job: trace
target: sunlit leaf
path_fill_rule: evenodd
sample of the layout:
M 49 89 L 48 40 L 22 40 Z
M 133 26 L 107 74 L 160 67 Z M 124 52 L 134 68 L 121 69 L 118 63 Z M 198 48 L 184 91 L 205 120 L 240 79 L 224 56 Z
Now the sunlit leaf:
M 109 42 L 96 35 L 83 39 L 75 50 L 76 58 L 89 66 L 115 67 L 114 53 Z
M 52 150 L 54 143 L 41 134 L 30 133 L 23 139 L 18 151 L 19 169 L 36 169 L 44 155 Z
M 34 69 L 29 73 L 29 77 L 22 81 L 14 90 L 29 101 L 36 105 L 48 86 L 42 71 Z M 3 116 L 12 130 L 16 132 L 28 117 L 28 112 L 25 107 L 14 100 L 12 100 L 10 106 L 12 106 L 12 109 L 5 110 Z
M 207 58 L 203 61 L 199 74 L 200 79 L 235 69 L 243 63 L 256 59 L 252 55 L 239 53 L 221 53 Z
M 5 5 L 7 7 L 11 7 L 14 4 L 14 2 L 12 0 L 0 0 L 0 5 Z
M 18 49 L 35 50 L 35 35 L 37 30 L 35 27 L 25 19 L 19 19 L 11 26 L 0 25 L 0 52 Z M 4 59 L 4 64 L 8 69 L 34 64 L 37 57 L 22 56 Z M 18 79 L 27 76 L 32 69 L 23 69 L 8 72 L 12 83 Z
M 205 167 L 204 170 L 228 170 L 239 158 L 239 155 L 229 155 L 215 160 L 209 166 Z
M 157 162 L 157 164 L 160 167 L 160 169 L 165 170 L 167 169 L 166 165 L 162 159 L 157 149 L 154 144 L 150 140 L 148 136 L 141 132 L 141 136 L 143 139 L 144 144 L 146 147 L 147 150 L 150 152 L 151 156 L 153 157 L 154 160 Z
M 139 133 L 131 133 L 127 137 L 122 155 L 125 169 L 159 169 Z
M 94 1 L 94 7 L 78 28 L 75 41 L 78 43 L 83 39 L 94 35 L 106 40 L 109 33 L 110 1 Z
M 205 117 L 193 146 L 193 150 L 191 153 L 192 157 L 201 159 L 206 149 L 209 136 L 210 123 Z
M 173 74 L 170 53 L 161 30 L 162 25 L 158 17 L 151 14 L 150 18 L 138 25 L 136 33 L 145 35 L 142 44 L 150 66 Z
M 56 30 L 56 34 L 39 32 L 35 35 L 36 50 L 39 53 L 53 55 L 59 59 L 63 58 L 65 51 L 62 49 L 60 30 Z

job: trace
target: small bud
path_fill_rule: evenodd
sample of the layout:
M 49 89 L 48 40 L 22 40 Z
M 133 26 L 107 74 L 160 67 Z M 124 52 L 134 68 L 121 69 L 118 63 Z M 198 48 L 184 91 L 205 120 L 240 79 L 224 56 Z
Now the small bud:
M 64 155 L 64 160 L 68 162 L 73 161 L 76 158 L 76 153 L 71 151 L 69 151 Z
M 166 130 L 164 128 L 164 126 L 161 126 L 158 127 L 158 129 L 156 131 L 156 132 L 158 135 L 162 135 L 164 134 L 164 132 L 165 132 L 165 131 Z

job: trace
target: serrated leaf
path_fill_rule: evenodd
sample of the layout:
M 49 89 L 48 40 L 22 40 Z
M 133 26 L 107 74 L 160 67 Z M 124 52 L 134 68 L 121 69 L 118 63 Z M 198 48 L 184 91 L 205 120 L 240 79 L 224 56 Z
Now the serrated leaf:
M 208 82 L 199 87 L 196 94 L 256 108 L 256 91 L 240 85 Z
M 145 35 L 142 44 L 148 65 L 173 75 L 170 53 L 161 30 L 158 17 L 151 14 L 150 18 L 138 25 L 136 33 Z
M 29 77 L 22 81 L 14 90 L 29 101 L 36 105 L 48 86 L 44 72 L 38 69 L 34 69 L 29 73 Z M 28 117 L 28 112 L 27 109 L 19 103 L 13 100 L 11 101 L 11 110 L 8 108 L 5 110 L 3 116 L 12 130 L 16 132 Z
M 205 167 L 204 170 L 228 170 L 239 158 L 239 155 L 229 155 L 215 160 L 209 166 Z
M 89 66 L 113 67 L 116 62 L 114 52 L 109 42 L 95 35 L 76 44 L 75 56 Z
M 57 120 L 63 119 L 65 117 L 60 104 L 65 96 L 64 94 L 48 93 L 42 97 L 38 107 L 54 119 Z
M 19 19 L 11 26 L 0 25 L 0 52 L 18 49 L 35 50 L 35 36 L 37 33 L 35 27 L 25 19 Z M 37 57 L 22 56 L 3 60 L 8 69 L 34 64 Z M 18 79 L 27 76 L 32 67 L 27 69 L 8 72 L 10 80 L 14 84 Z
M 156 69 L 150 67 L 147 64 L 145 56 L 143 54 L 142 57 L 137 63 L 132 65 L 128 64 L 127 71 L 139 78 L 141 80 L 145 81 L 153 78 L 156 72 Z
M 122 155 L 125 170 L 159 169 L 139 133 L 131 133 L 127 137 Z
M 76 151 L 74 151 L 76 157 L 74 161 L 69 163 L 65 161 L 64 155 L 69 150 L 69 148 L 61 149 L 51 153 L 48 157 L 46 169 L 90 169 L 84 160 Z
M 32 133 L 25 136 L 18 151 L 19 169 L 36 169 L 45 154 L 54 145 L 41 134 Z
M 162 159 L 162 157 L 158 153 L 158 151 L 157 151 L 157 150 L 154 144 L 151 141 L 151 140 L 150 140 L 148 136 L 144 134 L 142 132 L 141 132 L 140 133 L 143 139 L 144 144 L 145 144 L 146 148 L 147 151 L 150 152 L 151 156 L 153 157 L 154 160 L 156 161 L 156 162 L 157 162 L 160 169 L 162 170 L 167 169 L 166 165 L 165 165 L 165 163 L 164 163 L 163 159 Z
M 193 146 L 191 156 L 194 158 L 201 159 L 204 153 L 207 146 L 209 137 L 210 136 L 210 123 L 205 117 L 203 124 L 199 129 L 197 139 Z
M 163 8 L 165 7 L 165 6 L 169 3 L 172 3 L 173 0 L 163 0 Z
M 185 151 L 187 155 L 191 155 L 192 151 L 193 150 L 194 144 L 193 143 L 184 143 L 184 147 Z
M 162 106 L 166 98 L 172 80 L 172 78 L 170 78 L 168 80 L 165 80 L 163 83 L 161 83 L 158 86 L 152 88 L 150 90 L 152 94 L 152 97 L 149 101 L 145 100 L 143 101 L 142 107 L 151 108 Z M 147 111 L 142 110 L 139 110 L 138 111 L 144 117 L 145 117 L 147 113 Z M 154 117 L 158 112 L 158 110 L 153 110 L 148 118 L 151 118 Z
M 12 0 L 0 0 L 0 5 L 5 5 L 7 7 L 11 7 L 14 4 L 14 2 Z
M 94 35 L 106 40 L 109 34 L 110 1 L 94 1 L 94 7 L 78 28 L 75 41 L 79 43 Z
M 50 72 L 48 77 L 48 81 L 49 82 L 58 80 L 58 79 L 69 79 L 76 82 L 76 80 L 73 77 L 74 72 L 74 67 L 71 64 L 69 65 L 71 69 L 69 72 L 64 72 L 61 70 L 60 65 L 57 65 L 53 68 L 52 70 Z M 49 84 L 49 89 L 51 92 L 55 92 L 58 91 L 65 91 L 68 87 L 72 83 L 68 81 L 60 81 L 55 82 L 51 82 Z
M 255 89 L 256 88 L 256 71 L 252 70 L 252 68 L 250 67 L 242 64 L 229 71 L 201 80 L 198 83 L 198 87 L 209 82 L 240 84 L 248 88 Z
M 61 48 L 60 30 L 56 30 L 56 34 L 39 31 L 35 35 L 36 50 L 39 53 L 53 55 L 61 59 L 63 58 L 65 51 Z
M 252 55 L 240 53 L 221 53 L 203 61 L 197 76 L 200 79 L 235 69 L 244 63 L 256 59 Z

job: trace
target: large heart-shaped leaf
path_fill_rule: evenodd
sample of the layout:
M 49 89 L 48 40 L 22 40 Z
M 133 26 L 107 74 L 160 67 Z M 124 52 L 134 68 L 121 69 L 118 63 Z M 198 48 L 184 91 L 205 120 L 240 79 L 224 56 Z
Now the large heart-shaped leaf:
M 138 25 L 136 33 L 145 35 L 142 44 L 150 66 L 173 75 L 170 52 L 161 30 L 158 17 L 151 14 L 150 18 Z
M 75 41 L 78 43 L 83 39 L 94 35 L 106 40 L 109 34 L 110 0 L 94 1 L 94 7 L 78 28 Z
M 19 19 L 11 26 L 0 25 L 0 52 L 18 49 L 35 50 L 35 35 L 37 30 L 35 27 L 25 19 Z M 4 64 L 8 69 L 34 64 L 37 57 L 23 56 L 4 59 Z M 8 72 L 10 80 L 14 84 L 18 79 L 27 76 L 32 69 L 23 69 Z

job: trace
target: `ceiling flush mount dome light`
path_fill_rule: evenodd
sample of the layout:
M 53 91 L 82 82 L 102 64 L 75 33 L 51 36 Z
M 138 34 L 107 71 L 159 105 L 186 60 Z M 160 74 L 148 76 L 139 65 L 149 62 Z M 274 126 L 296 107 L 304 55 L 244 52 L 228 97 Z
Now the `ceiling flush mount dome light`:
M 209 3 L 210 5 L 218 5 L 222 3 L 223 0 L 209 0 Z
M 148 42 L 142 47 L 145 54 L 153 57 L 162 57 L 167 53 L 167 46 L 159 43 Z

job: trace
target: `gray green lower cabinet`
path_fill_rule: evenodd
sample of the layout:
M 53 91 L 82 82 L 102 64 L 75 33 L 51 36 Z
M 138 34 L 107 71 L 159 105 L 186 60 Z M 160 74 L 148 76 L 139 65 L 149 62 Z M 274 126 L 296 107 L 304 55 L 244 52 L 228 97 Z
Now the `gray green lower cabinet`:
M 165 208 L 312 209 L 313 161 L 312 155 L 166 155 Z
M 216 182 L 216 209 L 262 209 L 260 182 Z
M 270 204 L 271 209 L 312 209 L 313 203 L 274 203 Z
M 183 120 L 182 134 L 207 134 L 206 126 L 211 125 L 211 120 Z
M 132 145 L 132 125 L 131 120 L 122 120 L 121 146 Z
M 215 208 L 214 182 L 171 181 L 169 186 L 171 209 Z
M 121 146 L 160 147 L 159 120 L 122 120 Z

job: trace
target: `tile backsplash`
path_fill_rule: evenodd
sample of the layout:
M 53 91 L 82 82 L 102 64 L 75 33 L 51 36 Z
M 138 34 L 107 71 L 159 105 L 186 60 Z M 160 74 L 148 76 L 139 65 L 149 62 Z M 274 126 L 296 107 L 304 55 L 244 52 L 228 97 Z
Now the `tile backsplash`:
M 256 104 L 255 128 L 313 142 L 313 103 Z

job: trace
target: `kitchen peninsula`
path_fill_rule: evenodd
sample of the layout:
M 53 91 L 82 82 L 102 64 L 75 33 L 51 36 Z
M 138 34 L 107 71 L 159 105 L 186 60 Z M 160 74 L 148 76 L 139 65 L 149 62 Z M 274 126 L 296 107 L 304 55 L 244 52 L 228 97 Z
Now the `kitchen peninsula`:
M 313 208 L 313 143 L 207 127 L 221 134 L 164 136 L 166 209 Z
════════
▶ [Given request]: Copy out the material verbatim from its first line through the line that contains "M 166 130 L", including both of those lines.

▶ [Finished answer]:
job: trace
target: sunlit leaf
path_fill_rule: evenodd
sample of the layout:
M 49 89 L 48 40 L 22 40 Z
M 133 26 L 107 74 L 160 67 Z M 124 52 L 134 68 L 121 69 L 118 63 Z M 198 48 L 184 91 L 205 120 L 240 79 L 224 56 Z
Now the sunlit leaf:
M 109 42 L 96 35 L 83 39 L 75 50 L 76 58 L 89 66 L 115 67 L 114 53 Z
M 52 150 L 54 143 L 41 134 L 30 133 L 23 139 L 18 151 L 19 169 L 36 169 L 44 155 Z
M 34 69 L 29 73 L 29 77 L 22 81 L 14 90 L 29 101 L 36 105 L 48 86 L 42 71 Z M 3 116 L 12 130 L 16 132 L 28 117 L 28 112 L 25 107 L 14 100 L 12 100 L 10 106 L 12 106 L 12 109 L 5 110 Z
M 207 58 L 203 61 L 199 74 L 200 79 L 235 69 L 243 63 L 256 59 L 252 55 L 239 53 L 221 53 Z
M 5 5 L 7 7 L 11 7 L 14 4 L 14 2 L 12 0 L 0 0 L 0 5 Z
M 18 49 L 35 50 L 35 35 L 37 30 L 35 27 L 25 19 L 19 19 L 11 26 L 0 25 L 0 52 Z M 4 59 L 4 64 L 8 69 L 34 64 L 37 57 L 22 56 Z M 18 79 L 27 76 L 32 69 L 23 69 L 8 72 L 12 83 Z
M 205 167 L 204 170 L 228 170 L 239 158 L 239 155 L 229 155 L 215 160 L 209 166 Z
M 157 162 L 157 164 L 160 167 L 160 169 L 165 170 L 167 169 L 166 165 L 162 159 L 157 149 L 154 144 L 150 140 L 148 136 L 141 132 L 141 136 L 143 139 L 144 144 L 146 147 L 147 150 L 150 152 L 151 156 L 153 157 L 154 160 Z
M 139 133 L 131 133 L 127 137 L 122 155 L 125 169 L 159 169 Z
M 94 1 L 94 7 L 78 28 L 75 41 L 78 43 L 83 39 L 94 35 L 106 40 L 109 33 L 110 1 Z
M 205 117 L 193 146 L 193 150 L 191 153 L 192 157 L 201 159 L 206 149 L 209 136 L 210 123 Z
M 173 74 L 170 53 L 161 30 L 162 25 L 158 17 L 151 14 L 150 18 L 138 25 L 136 33 L 145 35 L 142 44 L 150 66 Z
M 56 30 L 56 34 L 39 32 L 35 35 L 36 50 L 39 53 L 53 55 L 59 59 L 63 58 L 65 51 L 62 49 L 60 30 Z

job: trace
target: small bud
path_fill_rule: evenodd
sample of the layout:
M 49 89 L 48 40 L 22 40 Z
M 133 26 L 107 74 L 160 67 Z M 124 52 L 134 68 L 121 69 L 118 63 Z M 198 48 L 184 91 L 205 120 L 240 79 L 224 56 Z
Now the small bud:
M 64 155 L 64 160 L 68 162 L 73 161 L 76 158 L 76 153 L 71 151 L 69 151 Z
M 166 130 L 164 128 L 164 126 L 161 126 L 158 127 L 158 129 L 156 131 L 156 132 L 158 135 L 162 135 L 164 134 L 164 132 L 165 132 L 165 131 Z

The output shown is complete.